Task set:
A - Answer these questions from the passage on Indian rape laws.
(i) Which section of the Indian Penal Code is named, and what minimum jail term does it say the accused can receive?
(ii) What did the lack of conclusive medical evidence fail to prevent in one case?
(iii) What deters criminals, according to the premise that First World criminal justice systems now follow?
B - Pick up the passage on Indian rape laws after its final sentence and continue it.

Provided passage:

====================

Indian laws against rape are amongst some of the toughest in the world. Owing to regular interpretation of Section 376 of the Indian Penal Code (IPC), the victim’s word is now considered substantive proof to convict the accused and send him to jail for a minimum of seven years. In fact, in one case even the lack of conclusive medical evidence to show that a woman was raped did not prevent the Supreme Court from ordering a jail sentence for the accused. In a deeply conservative society, rape is an emotional subject which perhaps explains why the judiciary has been so recipient to making it easy to secure convictions.

However, this approach as a crime prevention strategy has little value as it is reactive. It comes into play after a crime has already been committed. Research has shown that though we may like to believe that harsh sentences act as deterrents to future criminals, there is little evidence in favor of this belief. Most criminals either truly believe that they will get away with the crime, or are unable to think through the consequences of crime they are about to commit. The crime prevention premise on which First World criminal justice systems (which includes police, prosecutors, judges) now work is that criminals are deterred by their proximal conditions, and not the prospect of a distant punishment.

====================

Material shown:
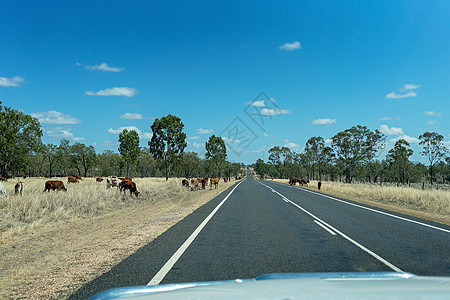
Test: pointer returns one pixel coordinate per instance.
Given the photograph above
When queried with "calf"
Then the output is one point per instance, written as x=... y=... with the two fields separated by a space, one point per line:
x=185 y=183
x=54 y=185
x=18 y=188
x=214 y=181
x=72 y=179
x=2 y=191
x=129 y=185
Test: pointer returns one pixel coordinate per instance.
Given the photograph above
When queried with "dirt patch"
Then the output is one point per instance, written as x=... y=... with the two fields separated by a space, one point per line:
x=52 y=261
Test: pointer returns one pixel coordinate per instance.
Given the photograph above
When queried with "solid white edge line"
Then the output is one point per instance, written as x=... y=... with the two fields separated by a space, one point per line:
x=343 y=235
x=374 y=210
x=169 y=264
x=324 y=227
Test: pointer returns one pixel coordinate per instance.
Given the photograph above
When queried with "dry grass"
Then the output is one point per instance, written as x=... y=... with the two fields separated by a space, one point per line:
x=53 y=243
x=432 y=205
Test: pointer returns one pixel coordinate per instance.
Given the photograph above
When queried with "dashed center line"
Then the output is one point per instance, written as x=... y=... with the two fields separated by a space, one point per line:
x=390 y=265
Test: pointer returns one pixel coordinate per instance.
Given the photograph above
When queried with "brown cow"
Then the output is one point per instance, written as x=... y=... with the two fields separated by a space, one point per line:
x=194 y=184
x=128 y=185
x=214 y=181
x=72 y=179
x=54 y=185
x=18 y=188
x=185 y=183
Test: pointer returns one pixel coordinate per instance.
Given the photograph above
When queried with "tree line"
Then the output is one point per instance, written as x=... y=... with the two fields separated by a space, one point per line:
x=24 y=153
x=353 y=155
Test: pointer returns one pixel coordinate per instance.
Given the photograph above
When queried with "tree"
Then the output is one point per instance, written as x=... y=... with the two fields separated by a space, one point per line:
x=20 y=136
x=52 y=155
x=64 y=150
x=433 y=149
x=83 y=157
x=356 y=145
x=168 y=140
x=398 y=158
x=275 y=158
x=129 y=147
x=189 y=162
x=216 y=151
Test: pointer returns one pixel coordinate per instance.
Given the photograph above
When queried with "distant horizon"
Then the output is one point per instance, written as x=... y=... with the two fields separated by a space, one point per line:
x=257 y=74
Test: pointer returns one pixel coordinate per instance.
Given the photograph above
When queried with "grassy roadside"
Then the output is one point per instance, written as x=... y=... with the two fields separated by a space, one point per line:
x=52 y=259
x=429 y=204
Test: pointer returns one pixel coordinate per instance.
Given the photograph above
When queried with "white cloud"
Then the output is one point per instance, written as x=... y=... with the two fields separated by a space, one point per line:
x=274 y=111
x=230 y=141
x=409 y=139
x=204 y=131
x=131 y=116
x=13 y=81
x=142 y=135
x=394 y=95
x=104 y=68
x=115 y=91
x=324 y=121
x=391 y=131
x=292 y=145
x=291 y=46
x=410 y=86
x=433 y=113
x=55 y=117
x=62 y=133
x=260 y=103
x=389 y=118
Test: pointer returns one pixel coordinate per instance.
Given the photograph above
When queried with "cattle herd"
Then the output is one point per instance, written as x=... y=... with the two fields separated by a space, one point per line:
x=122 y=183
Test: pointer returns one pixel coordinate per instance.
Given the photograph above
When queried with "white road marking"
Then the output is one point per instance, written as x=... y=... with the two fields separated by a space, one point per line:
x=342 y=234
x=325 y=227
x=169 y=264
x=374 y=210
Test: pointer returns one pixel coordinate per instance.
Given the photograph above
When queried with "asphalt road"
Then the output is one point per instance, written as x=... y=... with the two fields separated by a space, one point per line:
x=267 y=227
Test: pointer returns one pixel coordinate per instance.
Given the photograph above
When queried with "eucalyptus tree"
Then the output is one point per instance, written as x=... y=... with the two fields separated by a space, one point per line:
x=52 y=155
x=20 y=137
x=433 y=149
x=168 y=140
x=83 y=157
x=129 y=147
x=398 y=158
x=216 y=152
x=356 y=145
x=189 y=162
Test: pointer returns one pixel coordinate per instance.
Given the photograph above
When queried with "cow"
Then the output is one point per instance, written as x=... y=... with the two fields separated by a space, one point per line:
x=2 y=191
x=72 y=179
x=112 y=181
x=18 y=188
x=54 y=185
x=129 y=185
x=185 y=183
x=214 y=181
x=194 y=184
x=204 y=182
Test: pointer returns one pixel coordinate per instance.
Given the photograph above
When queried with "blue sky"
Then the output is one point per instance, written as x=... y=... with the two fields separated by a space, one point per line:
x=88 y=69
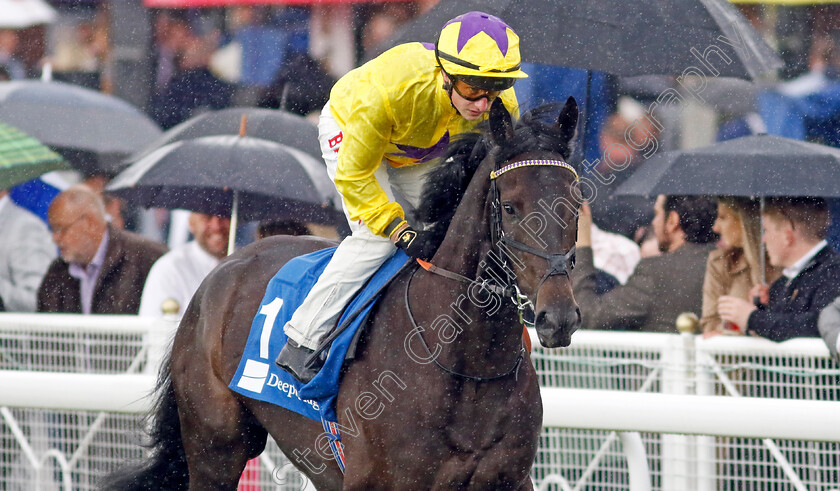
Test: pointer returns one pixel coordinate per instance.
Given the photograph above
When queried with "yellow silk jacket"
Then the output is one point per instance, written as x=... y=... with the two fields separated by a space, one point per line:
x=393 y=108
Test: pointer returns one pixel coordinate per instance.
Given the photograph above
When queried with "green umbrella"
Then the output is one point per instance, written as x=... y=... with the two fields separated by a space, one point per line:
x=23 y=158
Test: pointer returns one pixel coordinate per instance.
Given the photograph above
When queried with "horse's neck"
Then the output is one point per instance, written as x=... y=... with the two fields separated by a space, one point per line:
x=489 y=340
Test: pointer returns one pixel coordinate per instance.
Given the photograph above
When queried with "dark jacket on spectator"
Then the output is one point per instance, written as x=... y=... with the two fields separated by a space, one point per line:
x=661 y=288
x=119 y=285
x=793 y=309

====================

Set of answers:
A -
(i) Section 376 of the Indian Penal Code; a minimum of seven years.
(ii) It did not prevent the Supreme Court from ordering a jail sentence for the accused.
(iii) Their proximal conditions, not the prospect of a distant punishment.

B -
Thus incidents of sexual harassment, and drug dealing in public toilets in London dropped drastically with the introduction of better lighting, and signs warning that plainclothes policemen often used those facilities. Similarly, to prevent cases of rape there is a need to view it as a crime in isolation from the emotional rhetoric that surrounds it. The most influential crime prevention philosophy of the last decade stated that a crime takes place when there is presence of a likely target (i.e. victim), and the absence of a capable guardian (examples : policeman, guard, a responsible elder, or even a good lock). Building on this notion police forces in cities like London, and New York write what are called ‘crime scripts’ of common crimes.

Simply put, the policemen put themselves in shoes of a criminal and write down a detailed step by step procedure in the commissioning of a crime. Thereafter, they concentrate on ‘script disruption’, where interventions at certain stages of the criminal’s actions prevent him for carrying out his criminal act. For instance: jails in Australia reported several cases of inmates scalding other prisoners with hot liquids. The solution came in the form of thermos flasks with narrow opening that did not allow liquids to be thrown at each other. In case of Delhi too it would not be impossible for police to build a script of rapes that are committed. The ease with which criminals can use means of public transportation to pick up unsuspecting victims comes immediately to mind.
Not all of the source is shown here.